Within the virtual world of extremist Internet propaganda, Abu Omar Al-Baghdadi is leader of the Islamic State of Iraq, an umbrella organisation for al-Qaeda affiliated insurgent groups fighting US and Iraqi forces.
But for American commanders he’s a confidence trick, a straw man invented to put an Iraqi face on a terrorist group led by foreigners who infiltrated Iraq to sow chaos and undermine the US-backed government.
“We have seen no pictures of him. We don’t have irrefutable evidence that he actually exists, but we don’t discount that there may be a man named Omar al-Baghdadi,” a US military intelligence officer told reporters last month.
“It is clear that if he does exist he has little influence within the al-Qaeda hierarchy and that he is not responsible for all the things claimed in his name. This guy is a figurehead,” he said on condition of anonymity.
Abu Omar’s story began in October 2006, when Al-Qaeda announced in an Internet statement the founding of the so-called Islamic State of Iraq, a virtual caliphate which was supposed to unite Sunni insurgent factions.
On the model of Afghanistan’s former Taliban regime, the group would be led by an Amir al-Muminin or “Commander of the Faithful”.
In May 2007, Iraqi officials declared that Abu Omar had been killed, but their US allies soon stole their thunder, revealing that the dead man was only the Islamic State’s “information minister”, Muharib Abdelatif al-Juburi.
Two months later the Americans took another swipe at the Abu Omar legend, when US military spokesman General Kevin Bergner announced that this “fictional character” did not exist except as an al-Qaeda propaganda tool.

Entries from a data source:

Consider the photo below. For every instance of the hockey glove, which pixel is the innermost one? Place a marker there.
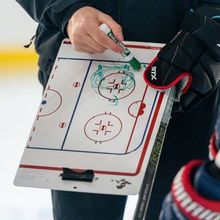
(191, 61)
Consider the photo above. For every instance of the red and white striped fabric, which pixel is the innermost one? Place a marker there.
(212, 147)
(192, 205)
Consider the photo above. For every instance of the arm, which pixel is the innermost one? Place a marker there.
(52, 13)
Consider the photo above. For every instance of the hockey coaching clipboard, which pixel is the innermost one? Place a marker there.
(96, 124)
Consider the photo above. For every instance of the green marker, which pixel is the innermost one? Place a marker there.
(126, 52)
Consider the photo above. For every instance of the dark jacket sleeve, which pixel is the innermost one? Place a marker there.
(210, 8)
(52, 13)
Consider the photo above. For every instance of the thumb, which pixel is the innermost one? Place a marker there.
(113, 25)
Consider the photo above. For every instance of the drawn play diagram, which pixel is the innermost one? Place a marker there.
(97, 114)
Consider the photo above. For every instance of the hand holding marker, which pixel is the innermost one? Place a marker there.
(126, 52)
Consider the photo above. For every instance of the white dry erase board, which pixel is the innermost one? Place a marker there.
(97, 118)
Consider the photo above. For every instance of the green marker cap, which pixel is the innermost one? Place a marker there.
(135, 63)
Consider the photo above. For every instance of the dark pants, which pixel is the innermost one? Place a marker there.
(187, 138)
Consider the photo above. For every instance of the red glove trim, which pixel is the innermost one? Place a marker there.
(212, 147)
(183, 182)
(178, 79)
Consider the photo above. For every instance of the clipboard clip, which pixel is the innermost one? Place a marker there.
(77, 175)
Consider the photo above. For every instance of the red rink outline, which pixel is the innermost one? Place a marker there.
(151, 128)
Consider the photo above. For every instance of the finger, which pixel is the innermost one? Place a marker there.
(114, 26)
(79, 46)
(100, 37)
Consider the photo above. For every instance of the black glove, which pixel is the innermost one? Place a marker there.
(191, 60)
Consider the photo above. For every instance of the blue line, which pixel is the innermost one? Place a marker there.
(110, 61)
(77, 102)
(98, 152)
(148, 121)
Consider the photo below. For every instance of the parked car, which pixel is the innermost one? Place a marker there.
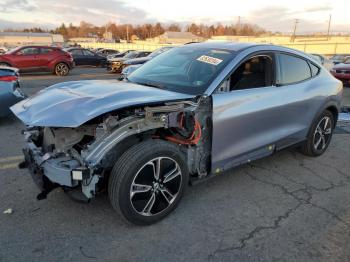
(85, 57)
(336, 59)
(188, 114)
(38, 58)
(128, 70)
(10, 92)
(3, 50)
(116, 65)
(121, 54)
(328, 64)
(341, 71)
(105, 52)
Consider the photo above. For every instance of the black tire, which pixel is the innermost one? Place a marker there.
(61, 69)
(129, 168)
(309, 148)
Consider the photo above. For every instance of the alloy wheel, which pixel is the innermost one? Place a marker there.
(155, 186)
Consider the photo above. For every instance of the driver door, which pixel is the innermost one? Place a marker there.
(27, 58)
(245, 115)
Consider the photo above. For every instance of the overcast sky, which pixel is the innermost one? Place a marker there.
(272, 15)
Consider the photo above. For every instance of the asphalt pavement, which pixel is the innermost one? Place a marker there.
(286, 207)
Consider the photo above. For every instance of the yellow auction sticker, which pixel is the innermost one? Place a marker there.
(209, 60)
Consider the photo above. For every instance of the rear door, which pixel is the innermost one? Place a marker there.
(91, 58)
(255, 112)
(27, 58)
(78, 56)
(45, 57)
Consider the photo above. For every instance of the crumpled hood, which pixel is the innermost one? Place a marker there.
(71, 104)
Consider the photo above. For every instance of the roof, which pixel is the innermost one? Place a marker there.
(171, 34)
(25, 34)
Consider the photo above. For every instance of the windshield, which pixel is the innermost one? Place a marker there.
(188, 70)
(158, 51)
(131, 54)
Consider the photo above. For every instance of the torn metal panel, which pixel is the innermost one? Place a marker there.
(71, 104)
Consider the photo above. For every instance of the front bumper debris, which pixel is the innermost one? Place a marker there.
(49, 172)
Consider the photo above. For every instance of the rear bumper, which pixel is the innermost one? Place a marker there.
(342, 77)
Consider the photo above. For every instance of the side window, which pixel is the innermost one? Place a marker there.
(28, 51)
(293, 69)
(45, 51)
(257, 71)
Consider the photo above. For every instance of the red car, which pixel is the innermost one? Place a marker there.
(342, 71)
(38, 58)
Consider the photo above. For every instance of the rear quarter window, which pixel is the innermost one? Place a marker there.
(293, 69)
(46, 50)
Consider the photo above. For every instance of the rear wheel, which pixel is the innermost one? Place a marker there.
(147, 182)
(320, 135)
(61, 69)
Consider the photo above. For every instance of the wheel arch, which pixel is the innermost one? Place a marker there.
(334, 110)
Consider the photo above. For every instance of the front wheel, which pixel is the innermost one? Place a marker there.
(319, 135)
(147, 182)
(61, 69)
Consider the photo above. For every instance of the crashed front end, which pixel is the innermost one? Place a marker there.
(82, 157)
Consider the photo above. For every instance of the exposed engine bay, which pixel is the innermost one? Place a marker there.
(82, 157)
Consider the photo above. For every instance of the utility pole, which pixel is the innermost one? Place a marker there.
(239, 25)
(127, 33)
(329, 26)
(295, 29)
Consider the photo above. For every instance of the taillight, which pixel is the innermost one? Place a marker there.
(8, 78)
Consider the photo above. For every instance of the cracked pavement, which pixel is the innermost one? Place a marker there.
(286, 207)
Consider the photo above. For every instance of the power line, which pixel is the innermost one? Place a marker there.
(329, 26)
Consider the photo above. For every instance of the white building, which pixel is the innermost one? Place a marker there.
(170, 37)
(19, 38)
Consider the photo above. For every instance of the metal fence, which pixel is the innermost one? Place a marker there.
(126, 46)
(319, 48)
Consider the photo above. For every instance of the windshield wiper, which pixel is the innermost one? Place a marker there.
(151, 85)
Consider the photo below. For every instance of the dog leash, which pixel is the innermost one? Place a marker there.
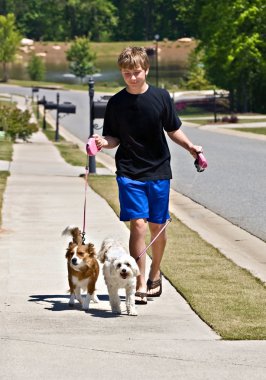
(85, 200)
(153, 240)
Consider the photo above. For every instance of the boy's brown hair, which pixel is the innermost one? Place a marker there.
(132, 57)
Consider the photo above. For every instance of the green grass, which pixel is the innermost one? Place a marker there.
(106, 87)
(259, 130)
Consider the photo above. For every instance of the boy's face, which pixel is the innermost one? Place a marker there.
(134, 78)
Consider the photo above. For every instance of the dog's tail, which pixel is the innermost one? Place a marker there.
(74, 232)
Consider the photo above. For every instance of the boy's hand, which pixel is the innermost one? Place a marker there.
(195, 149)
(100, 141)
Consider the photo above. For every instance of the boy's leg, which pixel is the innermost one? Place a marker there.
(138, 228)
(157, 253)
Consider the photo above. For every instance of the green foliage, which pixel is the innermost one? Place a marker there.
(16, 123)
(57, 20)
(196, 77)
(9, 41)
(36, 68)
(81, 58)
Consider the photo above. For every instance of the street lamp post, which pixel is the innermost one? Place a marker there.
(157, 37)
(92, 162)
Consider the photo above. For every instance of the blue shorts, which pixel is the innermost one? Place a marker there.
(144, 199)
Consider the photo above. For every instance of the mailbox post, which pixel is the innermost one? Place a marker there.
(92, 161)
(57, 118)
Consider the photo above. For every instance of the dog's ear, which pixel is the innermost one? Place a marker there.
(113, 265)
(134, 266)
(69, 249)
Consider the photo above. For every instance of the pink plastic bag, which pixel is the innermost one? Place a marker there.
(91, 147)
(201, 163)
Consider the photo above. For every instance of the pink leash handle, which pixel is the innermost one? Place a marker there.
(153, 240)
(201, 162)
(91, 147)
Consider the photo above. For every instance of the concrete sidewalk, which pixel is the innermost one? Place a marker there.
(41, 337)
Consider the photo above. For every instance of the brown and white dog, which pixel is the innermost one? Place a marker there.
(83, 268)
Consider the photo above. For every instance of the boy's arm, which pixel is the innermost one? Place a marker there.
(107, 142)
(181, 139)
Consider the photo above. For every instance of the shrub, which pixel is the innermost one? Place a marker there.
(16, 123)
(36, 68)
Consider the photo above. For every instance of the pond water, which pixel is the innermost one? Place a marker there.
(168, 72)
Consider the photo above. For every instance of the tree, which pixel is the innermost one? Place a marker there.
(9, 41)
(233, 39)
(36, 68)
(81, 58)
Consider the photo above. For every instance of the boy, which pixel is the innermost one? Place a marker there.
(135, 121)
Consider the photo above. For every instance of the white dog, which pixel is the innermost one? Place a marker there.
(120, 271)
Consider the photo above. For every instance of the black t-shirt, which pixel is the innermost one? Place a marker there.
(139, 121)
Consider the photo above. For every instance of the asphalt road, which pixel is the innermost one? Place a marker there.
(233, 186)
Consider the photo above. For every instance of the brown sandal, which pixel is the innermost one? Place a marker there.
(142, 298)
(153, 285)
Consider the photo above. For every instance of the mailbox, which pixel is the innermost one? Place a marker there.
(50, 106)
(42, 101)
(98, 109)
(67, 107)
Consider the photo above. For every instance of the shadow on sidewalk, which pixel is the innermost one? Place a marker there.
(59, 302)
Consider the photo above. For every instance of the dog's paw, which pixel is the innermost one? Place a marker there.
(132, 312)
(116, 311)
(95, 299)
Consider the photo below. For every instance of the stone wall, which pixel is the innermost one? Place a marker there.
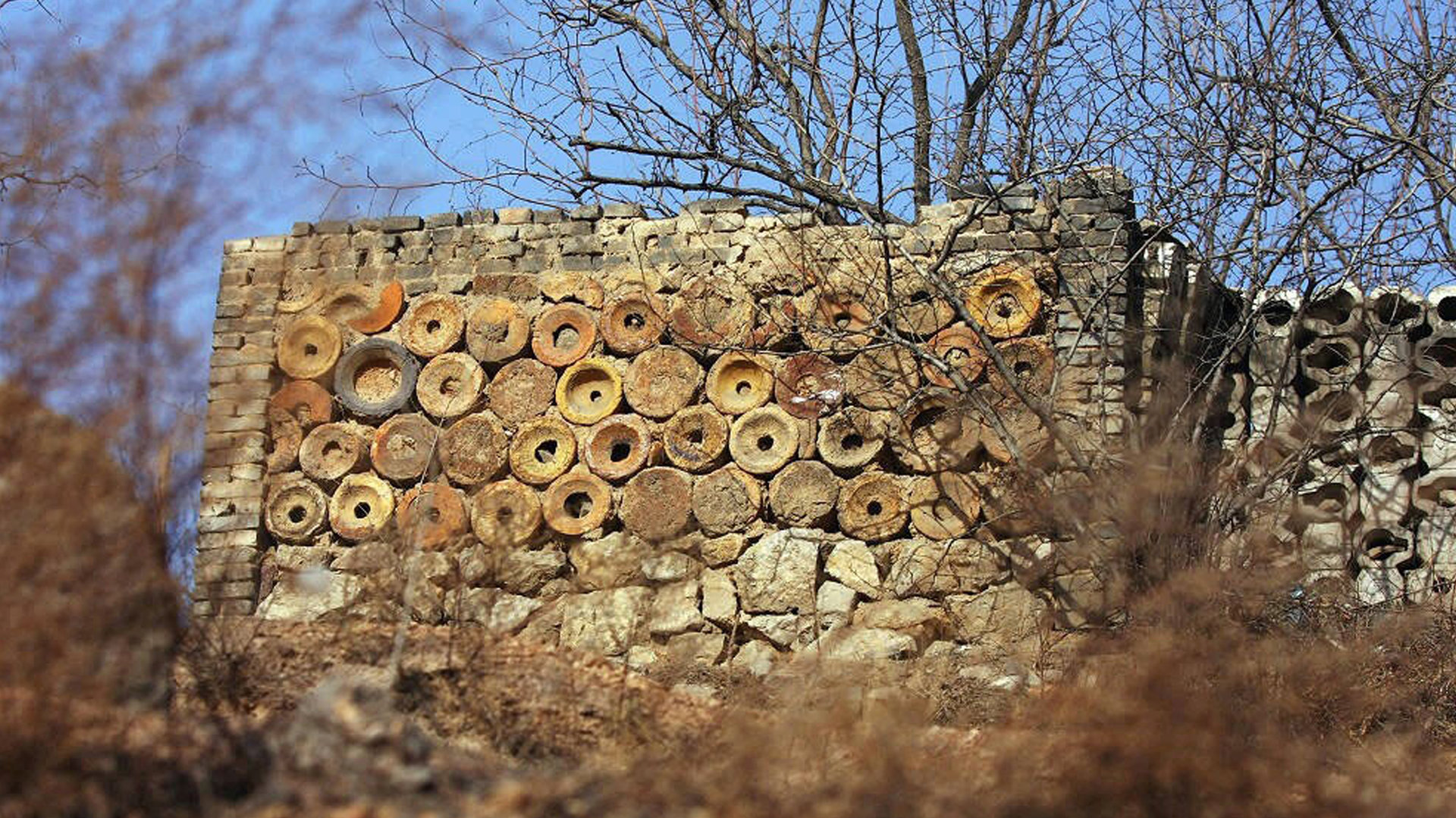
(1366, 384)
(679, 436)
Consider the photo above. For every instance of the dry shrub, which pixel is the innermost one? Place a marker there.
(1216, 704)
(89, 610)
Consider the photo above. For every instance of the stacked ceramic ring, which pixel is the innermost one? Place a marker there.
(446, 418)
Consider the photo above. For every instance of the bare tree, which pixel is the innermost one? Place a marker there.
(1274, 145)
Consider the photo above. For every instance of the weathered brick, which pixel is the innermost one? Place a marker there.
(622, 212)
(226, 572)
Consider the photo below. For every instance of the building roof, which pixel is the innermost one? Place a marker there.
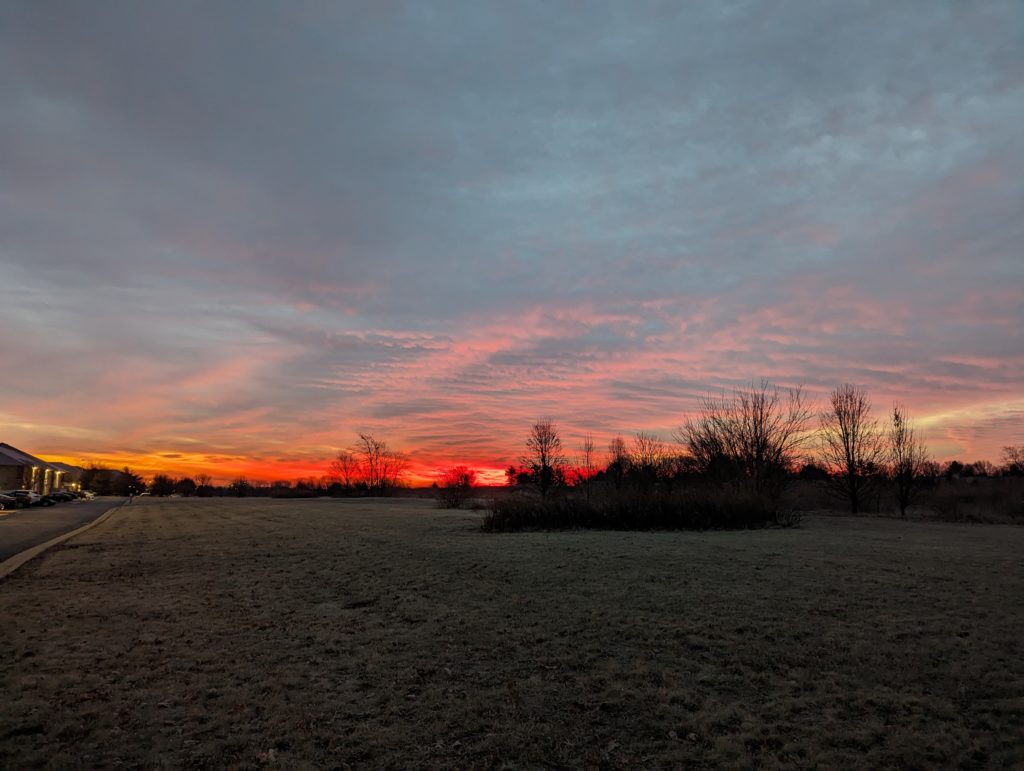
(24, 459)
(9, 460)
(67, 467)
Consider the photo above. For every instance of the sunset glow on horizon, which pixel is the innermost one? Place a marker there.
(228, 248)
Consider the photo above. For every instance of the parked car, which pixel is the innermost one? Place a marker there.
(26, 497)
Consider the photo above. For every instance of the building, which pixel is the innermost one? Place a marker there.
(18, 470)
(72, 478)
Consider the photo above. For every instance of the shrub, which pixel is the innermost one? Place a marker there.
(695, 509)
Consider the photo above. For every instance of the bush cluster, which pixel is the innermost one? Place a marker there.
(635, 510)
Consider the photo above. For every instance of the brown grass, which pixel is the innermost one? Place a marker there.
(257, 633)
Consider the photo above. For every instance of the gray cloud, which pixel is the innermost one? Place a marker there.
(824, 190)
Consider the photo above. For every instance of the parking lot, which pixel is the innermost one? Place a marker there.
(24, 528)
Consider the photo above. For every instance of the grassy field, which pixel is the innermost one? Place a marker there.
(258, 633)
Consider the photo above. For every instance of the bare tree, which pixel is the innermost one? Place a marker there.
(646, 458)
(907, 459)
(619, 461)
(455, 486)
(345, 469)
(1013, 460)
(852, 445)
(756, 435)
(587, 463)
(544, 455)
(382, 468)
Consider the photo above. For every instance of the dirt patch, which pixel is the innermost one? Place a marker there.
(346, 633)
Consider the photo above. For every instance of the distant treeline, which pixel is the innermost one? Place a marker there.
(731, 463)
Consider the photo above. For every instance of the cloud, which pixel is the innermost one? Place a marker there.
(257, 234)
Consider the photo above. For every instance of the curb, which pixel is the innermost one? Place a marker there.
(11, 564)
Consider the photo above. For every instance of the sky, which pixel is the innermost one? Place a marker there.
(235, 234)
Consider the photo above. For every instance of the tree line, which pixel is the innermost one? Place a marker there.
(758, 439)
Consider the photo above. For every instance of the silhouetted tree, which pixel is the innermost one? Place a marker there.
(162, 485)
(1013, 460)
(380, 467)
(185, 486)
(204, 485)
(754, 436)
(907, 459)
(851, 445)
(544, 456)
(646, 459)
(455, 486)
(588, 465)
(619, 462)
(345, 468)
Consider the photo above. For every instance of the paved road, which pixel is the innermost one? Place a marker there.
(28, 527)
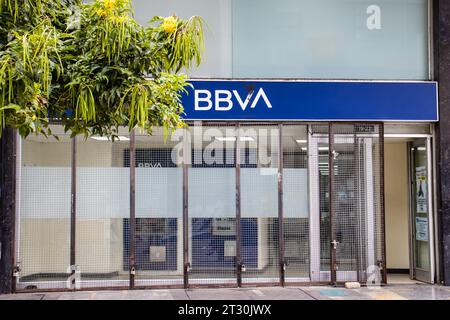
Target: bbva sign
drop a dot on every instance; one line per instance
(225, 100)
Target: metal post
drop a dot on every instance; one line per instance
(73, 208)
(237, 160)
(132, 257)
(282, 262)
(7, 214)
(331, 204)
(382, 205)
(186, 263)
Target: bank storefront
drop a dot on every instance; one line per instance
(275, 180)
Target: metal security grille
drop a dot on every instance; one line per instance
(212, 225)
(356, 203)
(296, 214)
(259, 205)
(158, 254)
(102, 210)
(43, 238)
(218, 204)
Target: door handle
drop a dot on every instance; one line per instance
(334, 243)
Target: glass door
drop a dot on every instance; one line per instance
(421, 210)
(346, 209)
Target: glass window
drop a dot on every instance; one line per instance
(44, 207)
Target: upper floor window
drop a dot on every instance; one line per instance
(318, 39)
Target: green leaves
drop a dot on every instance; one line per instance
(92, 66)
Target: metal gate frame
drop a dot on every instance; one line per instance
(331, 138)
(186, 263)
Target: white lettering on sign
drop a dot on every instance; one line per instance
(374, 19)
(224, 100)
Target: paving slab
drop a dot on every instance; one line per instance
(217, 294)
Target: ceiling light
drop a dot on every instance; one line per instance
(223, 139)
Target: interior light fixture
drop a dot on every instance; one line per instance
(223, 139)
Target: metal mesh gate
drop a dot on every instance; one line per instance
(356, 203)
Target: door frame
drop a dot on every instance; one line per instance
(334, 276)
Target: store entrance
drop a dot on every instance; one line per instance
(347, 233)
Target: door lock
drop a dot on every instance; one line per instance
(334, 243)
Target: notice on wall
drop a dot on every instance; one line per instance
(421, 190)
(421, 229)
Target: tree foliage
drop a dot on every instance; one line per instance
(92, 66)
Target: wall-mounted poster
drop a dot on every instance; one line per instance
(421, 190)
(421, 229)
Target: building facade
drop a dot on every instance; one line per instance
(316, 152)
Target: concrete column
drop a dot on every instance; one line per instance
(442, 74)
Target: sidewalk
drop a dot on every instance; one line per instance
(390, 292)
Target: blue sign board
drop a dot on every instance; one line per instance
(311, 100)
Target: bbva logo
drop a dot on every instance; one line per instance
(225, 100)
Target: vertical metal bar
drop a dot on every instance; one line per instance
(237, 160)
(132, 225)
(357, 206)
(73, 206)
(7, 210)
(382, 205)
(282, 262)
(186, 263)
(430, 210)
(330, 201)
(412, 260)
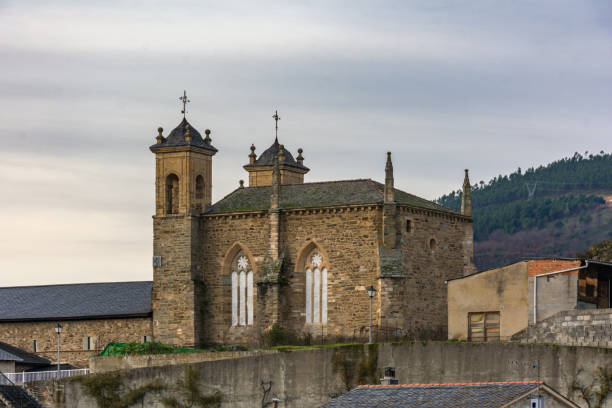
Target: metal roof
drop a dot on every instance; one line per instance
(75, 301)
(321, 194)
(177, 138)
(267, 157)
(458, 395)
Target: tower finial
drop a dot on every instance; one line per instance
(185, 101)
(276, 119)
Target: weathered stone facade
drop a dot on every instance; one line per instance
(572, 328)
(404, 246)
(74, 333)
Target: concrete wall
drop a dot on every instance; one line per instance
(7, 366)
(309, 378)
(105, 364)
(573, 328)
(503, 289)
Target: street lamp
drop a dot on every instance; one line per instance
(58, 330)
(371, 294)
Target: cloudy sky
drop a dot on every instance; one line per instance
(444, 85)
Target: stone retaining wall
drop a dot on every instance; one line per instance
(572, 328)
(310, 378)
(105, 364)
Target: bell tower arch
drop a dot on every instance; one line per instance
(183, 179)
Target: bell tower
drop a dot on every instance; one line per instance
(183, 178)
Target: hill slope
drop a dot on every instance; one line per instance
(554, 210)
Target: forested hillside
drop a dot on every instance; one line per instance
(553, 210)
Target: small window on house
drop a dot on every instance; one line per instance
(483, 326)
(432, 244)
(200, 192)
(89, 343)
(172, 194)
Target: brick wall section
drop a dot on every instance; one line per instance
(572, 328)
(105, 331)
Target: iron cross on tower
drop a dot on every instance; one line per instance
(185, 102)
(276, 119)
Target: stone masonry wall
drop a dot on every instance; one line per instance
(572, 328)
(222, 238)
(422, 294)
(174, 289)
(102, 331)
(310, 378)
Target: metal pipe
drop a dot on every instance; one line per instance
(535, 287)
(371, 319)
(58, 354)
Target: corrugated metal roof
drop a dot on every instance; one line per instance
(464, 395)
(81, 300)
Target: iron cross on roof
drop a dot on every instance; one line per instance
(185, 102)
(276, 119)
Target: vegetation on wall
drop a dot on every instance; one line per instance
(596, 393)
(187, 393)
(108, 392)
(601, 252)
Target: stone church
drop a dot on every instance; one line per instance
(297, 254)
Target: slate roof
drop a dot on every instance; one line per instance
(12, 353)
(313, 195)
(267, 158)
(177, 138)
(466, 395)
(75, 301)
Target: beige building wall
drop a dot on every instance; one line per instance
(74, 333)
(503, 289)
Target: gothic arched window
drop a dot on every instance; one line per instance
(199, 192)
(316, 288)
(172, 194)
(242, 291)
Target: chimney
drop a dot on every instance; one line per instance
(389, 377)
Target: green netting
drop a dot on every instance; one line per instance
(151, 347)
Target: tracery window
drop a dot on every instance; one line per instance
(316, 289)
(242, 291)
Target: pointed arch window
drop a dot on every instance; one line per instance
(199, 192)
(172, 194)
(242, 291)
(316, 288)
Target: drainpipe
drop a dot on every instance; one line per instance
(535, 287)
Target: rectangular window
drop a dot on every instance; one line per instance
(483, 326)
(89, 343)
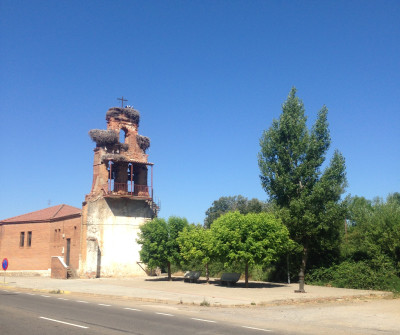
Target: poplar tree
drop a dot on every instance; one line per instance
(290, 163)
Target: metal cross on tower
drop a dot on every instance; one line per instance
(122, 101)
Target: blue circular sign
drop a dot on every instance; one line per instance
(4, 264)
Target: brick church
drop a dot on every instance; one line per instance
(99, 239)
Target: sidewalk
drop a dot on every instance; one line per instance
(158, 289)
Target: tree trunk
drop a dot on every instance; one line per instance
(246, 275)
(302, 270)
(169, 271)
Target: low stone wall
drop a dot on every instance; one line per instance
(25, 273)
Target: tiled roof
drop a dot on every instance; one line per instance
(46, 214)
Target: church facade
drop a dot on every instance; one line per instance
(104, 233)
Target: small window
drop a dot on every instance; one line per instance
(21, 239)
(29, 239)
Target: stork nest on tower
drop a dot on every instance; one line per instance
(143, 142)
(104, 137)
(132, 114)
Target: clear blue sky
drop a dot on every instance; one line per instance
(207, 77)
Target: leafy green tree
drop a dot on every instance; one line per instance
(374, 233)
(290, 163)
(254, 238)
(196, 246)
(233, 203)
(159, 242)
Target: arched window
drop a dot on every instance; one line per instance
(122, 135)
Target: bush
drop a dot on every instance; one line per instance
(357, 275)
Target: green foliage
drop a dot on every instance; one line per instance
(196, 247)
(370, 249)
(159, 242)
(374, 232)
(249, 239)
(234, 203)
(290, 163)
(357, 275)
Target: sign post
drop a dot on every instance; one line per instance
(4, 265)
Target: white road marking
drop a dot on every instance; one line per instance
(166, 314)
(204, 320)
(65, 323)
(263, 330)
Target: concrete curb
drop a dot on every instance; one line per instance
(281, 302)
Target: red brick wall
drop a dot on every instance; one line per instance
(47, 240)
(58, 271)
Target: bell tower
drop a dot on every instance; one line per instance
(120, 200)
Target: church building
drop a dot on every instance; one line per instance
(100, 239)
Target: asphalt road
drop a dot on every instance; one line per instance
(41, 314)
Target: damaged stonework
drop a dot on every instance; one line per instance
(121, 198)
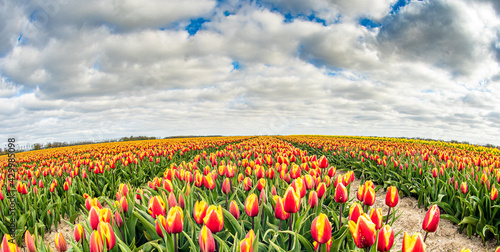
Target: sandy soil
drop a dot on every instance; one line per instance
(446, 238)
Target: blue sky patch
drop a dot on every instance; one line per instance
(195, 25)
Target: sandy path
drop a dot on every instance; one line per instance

DIRECTIVES:
1 - In the report on Abu Omar al-Baghdadi, change "confidence trick" to "hoax" and give the part that opens with the words containing "But for American" and closes with "the US-backed government.".
2 - Write what comes next in the report on Abu Omar al-Baghdadi, picking up after its final sentence.

ANSWERS PER TASK:
1 -
But for American commanders he’s a hoax, a straw man invented to put an Iraqi face on a terrorist group led by foreigners who infiltrated Iraq to sow chaos and undermine the US-backed government.

2 -
This new theory was based on an interrogation of a captive Iraqi al-Qaeda member, Khaled al-Mashhadani, who allegedly served as an intermediary between the movement’s Iraqi affiliate and its global figurehead, Osama bin Laden.
Mashhadani had been arrested on July 4 and had revealed to his US captors that the Islamic State was nothing more than a story invented to mask the identity of the group’s real — foreign — leaders, Bergner said. Abu Omar’s voice on recorded statements boasting of al-Qaeda’s violent operations in Iraq had been played by an Iraqi actor, Abdullah al-Naima, the American spokesman said.
For US commanders, the real leader of al-Qaeda in Iraq is one Abu Hamza al-Muhajir - better known as Abu Ayyub al-Masri or “Ayyub’s Father the Egyptian” — who is “minister of war” in the so-called ‘caliphate’.
Reportedly an expert bomb maker, the Egyptian militant was named leader of al-Qaeda in Iraq in June 2006 following the death of his better-known Jordanian predecessor Abu Musab al-Zarqawi in an American air strike.